[start Information shown]

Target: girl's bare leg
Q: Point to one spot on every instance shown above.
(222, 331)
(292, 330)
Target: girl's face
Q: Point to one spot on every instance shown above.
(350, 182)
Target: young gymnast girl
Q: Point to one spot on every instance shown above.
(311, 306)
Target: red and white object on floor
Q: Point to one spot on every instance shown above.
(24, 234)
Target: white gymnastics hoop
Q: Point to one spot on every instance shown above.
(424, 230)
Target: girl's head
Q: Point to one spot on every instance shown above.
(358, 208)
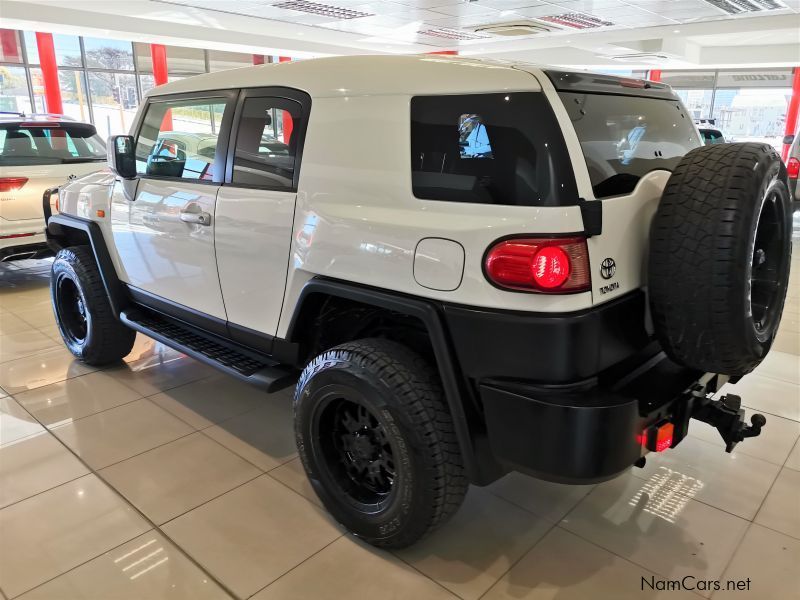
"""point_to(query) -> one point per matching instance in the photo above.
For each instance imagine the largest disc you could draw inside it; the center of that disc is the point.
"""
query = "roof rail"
(59, 115)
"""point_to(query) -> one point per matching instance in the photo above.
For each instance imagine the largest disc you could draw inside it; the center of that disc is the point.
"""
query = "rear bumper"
(22, 239)
(547, 348)
(591, 432)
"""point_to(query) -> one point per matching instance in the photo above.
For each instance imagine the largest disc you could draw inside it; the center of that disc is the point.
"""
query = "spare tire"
(720, 249)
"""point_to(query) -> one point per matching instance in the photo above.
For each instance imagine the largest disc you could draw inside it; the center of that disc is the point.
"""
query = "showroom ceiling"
(621, 34)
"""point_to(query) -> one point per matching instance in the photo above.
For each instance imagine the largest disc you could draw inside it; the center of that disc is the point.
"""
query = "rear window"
(42, 145)
(625, 137)
(489, 149)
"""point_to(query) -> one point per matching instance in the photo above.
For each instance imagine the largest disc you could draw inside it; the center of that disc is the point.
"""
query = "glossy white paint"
(350, 76)
(355, 217)
(253, 231)
(161, 254)
(439, 264)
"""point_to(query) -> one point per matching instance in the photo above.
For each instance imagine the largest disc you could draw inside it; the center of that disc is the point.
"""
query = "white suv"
(468, 267)
(38, 152)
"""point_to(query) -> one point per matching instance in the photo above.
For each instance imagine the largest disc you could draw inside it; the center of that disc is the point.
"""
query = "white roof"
(368, 75)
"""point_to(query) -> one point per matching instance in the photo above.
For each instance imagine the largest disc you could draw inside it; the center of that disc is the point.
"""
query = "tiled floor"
(161, 478)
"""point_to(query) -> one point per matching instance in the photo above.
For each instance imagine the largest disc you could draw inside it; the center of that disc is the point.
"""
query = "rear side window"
(625, 137)
(34, 144)
(266, 143)
(178, 139)
(489, 149)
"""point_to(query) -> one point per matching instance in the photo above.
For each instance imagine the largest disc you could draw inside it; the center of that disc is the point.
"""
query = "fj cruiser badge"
(607, 268)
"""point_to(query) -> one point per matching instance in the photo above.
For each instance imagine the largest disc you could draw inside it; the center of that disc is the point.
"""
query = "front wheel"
(377, 441)
(83, 314)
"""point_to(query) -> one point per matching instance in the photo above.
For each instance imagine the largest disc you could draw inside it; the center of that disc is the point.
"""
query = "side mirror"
(121, 156)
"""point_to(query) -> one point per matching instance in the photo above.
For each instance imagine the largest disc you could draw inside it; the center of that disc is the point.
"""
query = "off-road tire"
(703, 257)
(106, 340)
(402, 391)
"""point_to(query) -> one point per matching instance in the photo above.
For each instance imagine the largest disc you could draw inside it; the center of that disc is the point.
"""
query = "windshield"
(34, 144)
(625, 137)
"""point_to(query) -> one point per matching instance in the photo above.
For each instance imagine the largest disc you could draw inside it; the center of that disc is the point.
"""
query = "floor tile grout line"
(708, 504)
(258, 591)
(217, 497)
(39, 493)
(516, 562)
(52, 427)
(143, 516)
(38, 585)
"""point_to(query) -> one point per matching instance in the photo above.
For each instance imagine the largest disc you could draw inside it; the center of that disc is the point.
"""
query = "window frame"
(564, 169)
(221, 155)
(277, 93)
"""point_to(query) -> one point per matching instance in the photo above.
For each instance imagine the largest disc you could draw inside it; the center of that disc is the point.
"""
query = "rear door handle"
(196, 218)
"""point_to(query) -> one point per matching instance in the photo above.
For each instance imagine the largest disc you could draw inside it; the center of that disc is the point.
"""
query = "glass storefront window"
(68, 50)
(757, 115)
(144, 61)
(10, 49)
(73, 94)
(108, 54)
(114, 102)
(14, 90)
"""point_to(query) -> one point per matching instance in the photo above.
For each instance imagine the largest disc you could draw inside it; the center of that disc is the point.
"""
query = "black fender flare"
(57, 229)
(429, 314)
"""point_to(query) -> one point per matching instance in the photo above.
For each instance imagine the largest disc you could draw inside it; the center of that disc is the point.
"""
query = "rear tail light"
(12, 184)
(658, 438)
(544, 265)
(793, 168)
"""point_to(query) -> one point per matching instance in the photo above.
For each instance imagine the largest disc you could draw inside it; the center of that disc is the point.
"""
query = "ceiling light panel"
(735, 7)
(451, 34)
(576, 20)
(338, 13)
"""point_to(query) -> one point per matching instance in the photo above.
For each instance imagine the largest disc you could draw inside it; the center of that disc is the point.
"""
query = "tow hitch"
(725, 414)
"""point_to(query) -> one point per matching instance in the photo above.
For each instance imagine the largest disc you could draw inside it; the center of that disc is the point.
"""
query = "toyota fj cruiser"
(467, 267)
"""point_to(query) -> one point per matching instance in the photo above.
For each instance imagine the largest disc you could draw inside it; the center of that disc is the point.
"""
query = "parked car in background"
(38, 152)
(793, 169)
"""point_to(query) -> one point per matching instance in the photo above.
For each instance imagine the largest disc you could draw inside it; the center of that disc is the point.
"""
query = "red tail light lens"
(12, 184)
(793, 168)
(549, 266)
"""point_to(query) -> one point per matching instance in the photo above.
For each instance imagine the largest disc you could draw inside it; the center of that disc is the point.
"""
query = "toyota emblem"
(607, 268)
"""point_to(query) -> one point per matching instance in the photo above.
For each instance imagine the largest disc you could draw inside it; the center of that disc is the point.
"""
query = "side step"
(221, 354)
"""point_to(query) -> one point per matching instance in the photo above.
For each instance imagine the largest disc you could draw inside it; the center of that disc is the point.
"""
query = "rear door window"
(267, 141)
(178, 138)
(489, 149)
(625, 137)
(46, 143)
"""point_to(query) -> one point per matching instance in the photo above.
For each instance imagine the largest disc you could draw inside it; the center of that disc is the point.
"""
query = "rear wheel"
(719, 258)
(83, 313)
(377, 441)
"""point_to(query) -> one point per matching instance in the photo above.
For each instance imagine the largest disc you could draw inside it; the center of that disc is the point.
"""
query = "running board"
(227, 357)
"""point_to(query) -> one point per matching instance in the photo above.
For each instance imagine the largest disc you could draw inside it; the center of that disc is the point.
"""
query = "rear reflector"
(12, 184)
(793, 168)
(659, 437)
(548, 266)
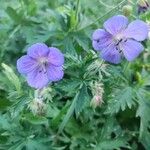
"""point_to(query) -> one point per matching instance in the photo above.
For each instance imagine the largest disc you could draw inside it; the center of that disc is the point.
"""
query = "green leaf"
(121, 99)
(70, 111)
(36, 120)
(112, 144)
(143, 112)
(82, 98)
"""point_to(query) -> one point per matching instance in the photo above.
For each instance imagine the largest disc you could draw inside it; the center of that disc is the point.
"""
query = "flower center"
(43, 62)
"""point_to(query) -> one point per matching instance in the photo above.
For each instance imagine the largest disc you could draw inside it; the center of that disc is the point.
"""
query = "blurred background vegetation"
(66, 120)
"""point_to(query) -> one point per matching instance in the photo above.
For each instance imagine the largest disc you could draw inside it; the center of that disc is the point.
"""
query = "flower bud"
(143, 6)
(97, 92)
(37, 106)
(127, 10)
(96, 101)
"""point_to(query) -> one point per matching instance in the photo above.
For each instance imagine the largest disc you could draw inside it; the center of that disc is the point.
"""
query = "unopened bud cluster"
(97, 91)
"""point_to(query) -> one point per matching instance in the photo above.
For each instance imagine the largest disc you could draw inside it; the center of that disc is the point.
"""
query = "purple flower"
(118, 38)
(41, 65)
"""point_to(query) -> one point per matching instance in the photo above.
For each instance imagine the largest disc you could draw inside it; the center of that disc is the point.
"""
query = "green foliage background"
(122, 121)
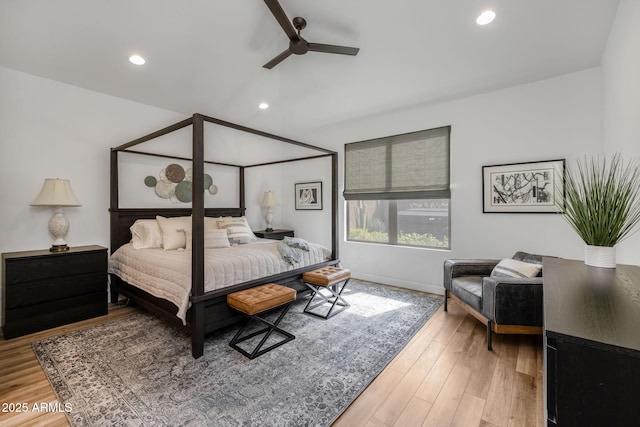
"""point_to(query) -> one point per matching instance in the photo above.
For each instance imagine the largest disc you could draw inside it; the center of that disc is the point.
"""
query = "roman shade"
(409, 166)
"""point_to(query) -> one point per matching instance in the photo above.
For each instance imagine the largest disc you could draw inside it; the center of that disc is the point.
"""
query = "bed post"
(334, 205)
(197, 248)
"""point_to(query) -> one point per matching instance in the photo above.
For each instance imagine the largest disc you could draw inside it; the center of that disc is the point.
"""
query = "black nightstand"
(42, 289)
(276, 234)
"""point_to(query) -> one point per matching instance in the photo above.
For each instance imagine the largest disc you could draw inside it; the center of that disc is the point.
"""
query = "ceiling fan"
(298, 45)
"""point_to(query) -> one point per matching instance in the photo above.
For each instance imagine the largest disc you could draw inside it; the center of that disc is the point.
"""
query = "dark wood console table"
(592, 344)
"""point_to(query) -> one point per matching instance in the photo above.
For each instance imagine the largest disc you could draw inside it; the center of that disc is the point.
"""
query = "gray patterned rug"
(138, 370)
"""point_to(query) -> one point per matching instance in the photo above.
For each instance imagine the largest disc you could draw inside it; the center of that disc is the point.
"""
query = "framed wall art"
(309, 196)
(523, 187)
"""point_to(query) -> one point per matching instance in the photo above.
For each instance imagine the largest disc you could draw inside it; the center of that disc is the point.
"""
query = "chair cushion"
(326, 276)
(509, 267)
(255, 300)
(469, 290)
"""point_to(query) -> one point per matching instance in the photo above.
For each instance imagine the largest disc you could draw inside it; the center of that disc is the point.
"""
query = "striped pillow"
(213, 238)
(513, 268)
(238, 230)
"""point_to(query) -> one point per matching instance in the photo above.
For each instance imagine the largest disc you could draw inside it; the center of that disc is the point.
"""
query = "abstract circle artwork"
(176, 184)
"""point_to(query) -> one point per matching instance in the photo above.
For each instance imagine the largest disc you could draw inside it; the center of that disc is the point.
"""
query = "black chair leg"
(267, 331)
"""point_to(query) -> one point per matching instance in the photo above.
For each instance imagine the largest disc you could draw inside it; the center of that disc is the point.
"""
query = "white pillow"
(146, 233)
(238, 229)
(210, 223)
(238, 235)
(509, 267)
(173, 231)
(213, 238)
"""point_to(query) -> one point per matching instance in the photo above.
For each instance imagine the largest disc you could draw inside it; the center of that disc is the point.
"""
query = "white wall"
(50, 129)
(551, 119)
(621, 85)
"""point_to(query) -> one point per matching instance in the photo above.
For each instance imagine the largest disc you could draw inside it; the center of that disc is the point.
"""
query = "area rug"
(138, 370)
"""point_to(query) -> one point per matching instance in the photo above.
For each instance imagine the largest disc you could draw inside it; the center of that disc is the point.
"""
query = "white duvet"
(167, 274)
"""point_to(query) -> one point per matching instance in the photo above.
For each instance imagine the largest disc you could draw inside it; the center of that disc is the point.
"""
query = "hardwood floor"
(444, 377)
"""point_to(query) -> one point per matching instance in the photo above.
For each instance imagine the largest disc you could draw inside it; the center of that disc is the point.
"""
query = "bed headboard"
(122, 219)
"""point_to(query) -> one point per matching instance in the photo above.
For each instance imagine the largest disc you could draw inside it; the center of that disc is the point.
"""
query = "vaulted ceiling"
(206, 56)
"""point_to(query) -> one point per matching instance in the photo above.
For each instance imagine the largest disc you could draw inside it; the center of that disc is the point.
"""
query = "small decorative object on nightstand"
(58, 193)
(274, 234)
(269, 201)
(44, 289)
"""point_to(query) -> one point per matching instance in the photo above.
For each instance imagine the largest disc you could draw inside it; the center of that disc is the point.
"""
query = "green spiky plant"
(602, 200)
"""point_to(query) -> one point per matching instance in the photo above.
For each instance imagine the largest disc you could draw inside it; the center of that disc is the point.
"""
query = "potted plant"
(601, 203)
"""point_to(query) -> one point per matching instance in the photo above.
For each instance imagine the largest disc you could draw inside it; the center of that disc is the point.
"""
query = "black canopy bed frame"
(208, 311)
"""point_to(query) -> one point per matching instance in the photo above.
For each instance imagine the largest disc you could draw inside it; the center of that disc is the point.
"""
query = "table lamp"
(57, 192)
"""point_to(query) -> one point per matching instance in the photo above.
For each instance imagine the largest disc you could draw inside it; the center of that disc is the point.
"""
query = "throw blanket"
(291, 249)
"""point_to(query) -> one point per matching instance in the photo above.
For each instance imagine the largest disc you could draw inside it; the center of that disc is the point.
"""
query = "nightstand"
(276, 234)
(42, 289)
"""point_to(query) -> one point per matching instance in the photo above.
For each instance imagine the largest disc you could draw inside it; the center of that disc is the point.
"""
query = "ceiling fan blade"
(282, 19)
(331, 48)
(278, 59)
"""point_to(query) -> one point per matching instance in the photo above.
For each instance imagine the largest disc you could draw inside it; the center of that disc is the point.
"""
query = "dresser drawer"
(42, 289)
(29, 269)
(46, 315)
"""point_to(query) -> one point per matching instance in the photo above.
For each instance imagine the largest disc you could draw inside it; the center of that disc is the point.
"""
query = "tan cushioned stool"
(329, 278)
(326, 276)
(257, 300)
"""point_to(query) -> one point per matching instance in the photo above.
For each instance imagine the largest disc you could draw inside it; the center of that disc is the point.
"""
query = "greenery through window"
(397, 189)
(421, 223)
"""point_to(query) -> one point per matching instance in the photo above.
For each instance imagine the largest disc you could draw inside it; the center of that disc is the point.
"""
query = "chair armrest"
(512, 301)
(467, 267)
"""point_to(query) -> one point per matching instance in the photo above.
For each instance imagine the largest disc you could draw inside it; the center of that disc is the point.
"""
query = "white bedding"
(167, 274)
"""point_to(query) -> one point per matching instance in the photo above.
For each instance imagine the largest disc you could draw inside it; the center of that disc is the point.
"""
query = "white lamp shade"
(56, 192)
(269, 199)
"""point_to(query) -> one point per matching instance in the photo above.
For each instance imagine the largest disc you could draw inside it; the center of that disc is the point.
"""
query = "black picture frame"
(308, 195)
(530, 187)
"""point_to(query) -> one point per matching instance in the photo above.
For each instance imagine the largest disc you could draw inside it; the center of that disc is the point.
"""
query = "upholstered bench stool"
(254, 301)
(333, 279)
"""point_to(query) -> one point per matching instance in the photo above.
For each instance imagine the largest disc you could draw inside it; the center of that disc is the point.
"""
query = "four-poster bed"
(208, 310)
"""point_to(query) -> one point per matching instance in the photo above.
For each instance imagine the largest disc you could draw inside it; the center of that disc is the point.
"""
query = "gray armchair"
(506, 305)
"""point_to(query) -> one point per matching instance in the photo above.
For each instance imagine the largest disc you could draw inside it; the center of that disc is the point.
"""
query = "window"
(397, 189)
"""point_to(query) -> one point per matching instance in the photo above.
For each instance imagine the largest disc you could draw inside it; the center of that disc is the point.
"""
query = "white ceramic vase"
(600, 256)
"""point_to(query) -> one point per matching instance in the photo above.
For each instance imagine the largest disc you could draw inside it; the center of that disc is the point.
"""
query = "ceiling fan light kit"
(297, 44)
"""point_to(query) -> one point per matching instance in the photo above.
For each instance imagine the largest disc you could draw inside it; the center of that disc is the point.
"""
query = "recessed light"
(137, 59)
(486, 17)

[end Information shown]

* [Task requirements]
Which lines in the entries above contain the word "light"? Copy each of them in full.

* [Task solution]
query = "rear tail light"
query = "ceiling light panel"
query = "red tail light lens"
query = "ceiling fan light kit"
query = "recessed light"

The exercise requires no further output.